WHAT YOU ARE ASKED TO DO: Each record below is to be copied exactly; the pictures are to be omitted.
- Opening Delimiter -
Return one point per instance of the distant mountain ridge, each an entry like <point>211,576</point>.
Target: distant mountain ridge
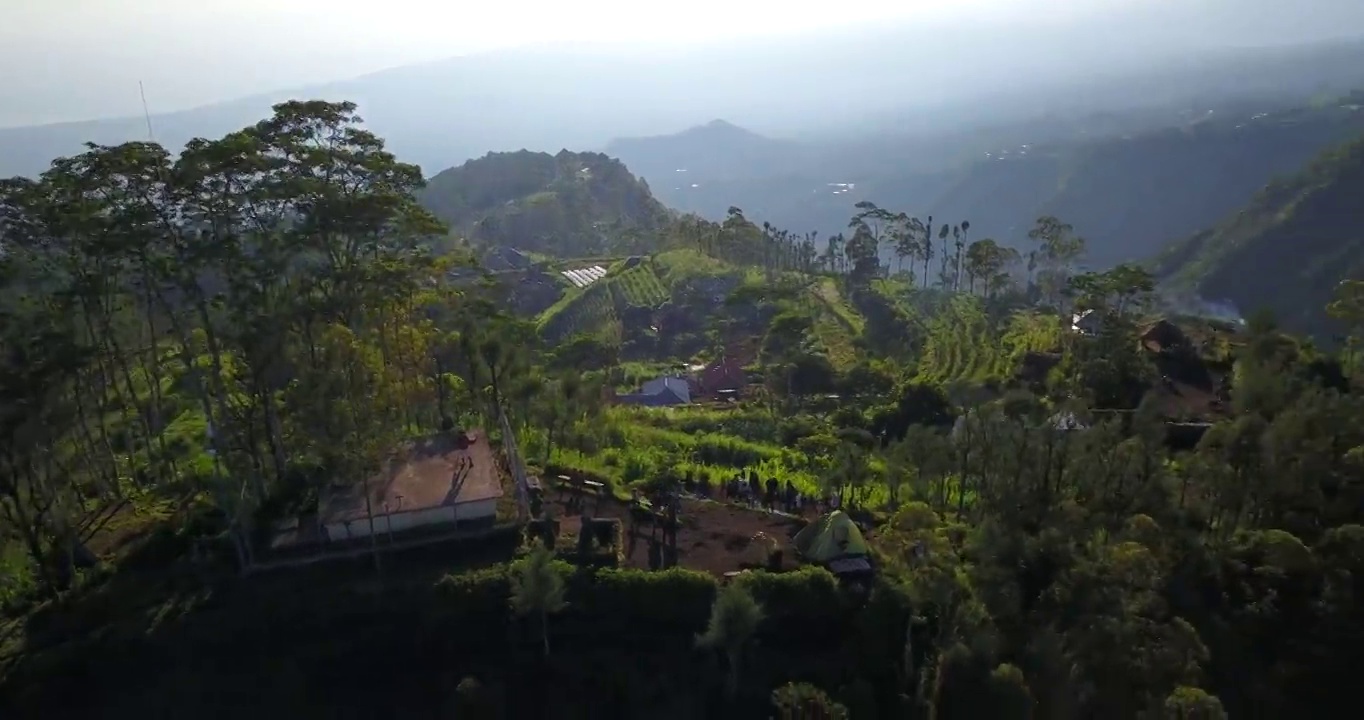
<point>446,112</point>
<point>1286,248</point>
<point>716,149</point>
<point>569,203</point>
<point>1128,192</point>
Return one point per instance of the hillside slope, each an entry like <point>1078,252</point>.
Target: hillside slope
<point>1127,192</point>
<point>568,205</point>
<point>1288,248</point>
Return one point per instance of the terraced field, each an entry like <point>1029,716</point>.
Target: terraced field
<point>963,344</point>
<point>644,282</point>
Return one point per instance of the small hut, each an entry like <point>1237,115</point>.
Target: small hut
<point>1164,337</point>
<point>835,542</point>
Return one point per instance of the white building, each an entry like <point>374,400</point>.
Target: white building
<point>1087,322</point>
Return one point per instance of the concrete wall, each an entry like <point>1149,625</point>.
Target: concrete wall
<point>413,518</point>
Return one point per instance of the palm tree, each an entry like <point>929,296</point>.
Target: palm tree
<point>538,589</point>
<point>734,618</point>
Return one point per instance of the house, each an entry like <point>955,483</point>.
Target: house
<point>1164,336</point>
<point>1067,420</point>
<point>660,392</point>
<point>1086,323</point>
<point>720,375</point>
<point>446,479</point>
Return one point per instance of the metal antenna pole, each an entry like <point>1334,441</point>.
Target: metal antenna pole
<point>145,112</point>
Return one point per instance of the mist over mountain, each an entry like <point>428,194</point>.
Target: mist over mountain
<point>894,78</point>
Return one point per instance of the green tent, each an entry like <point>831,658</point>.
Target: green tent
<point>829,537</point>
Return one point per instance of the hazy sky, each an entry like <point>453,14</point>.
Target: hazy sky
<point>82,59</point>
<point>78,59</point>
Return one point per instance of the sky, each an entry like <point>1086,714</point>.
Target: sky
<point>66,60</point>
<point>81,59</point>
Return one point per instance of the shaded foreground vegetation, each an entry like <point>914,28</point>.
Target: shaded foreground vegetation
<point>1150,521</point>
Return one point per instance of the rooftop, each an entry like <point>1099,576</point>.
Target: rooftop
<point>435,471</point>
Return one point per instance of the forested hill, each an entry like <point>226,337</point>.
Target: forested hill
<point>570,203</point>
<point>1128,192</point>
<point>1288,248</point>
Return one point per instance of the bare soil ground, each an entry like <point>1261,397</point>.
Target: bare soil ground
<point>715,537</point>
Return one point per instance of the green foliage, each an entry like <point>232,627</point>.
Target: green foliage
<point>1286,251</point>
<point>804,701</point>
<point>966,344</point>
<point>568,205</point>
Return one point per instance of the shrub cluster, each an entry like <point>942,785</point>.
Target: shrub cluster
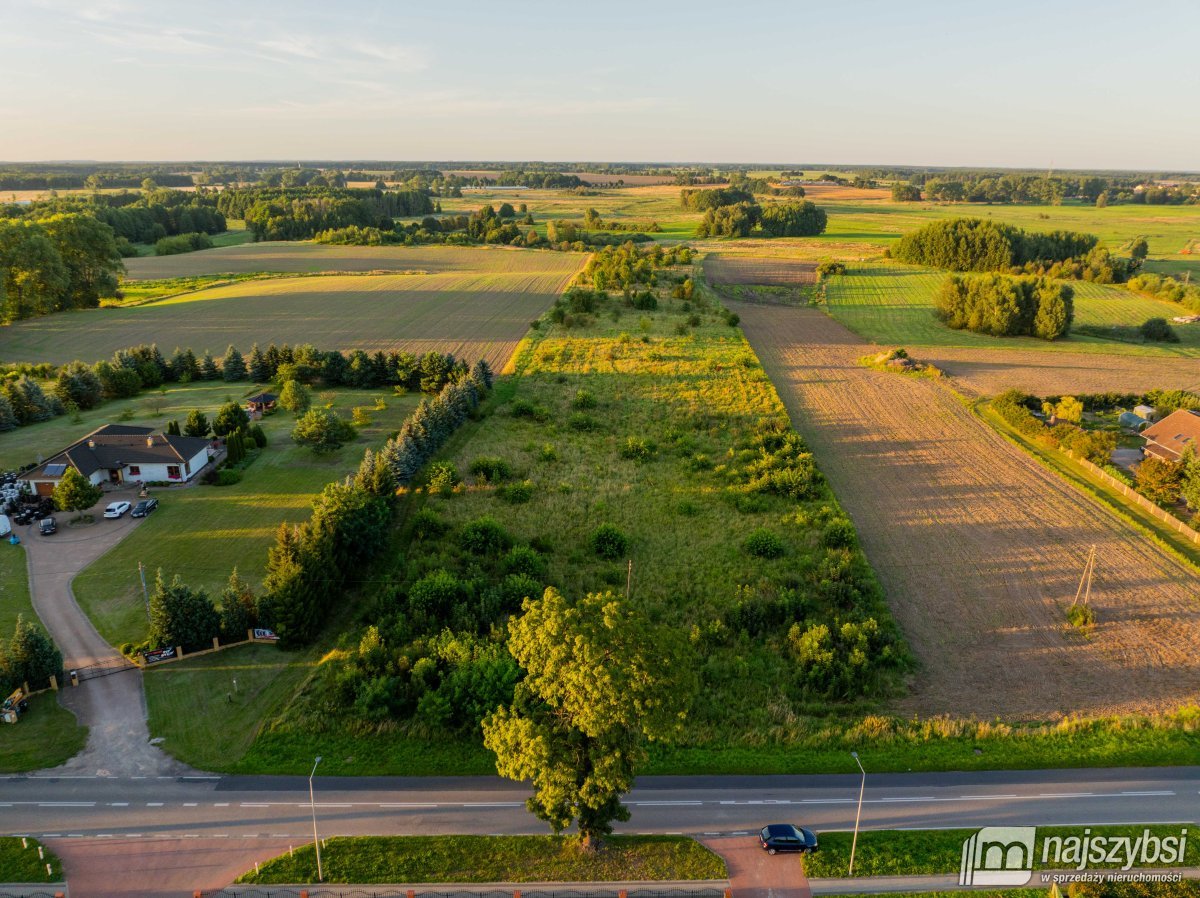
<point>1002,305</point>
- Closing Delimiter -
TASK RESPONSE:
Return one point per instance of the distant mountain ridge, each an entry like <point>211,576</point>.
Target: distant mountain ridge
<point>446,112</point>
<point>1286,248</point>
<point>716,149</point>
<point>569,203</point>
<point>1128,192</point>
Return one point per instance of the hillside slope, each an entry like <point>1078,252</point>.
Target: hillside slope
<point>1127,192</point>
<point>568,205</point>
<point>1288,248</point>
Return one point per instance of the terraced field, each an entry like <point>1029,716</point>.
Target: terraced field
<point>963,344</point>
<point>644,282</point>
Return one point per instance of the small hut, each an entry like <point>1237,115</point>.
Target: small hut
<point>1164,337</point>
<point>835,542</point>
Return one point per instance of the white building, each an entry like <point>374,400</point>.
Target: white building
<point>1087,322</point>
Return one point per instance of the concrete wall, each an entry like <point>1149,625</point>.
Target: concrete wall
<point>413,518</point>
Return one point per instance of the palm tree, each an entry like <point>929,296</point>.
Target: palm tree
<point>538,589</point>
<point>734,618</point>
Return one point per instance of the house, each an entry like <point>955,483</point>.
Target: house
<point>1164,336</point>
<point>1067,420</point>
<point>660,392</point>
<point>1086,323</point>
<point>720,375</point>
<point>446,479</point>
Return one point per instance of the metal antenna pole, each an entry like <point>1334,441</point>.
Target: metal antenna pole
<point>145,112</point>
Return one point per instance of the mist over mountain, each an entry like <point>428,194</point>.
Target: mist over mountain
<point>894,78</point>
Return one point per instance of the green tent, each an entry like <point>831,658</point>.
Target: green tent
<point>829,537</point>
Return one point per instance of the hazy sky, each an entry like <point>453,14</point>.
Target: hazy sky
<point>82,59</point>
<point>78,59</point>
Return one point per instance of the sky, each an entry like <point>1086,714</point>.
Target: sky
<point>66,60</point>
<point>81,59</point>
Return one point per instance of the shaded foreground vegetation, each an entry like <point>914,28</point>.
Target: shaded foreground vegetation
<point>1150,521</point>
Return one point per instance of the rooftop, each an entry like <point>1099,576</point>.
Target: rooftop
<point>435,471</point>
Return one point per instance of the forested hill, each an entry like <point>226,337</point>.
Target: forested hill
<point>570,203</point>
<point>1128,192</point>
<point>1288,248</point>
Return one point per instance of the bare soil ground, each an entry like <point>1261,397</point>.
Target: bare soil ground
<point>715,537</point>
Return one point per instance of the green foliage, each an entry like <point>232,627</point>.
Target: green foliage
<point>1286,251</point>
<point>804,701</point>
<point>966,344</point>
<point>568,205</point>
Return one point per instance of the shrub cluster, each an entry like <point>942,785</point>.
Target: shrub cluster
<point>1002,305</point>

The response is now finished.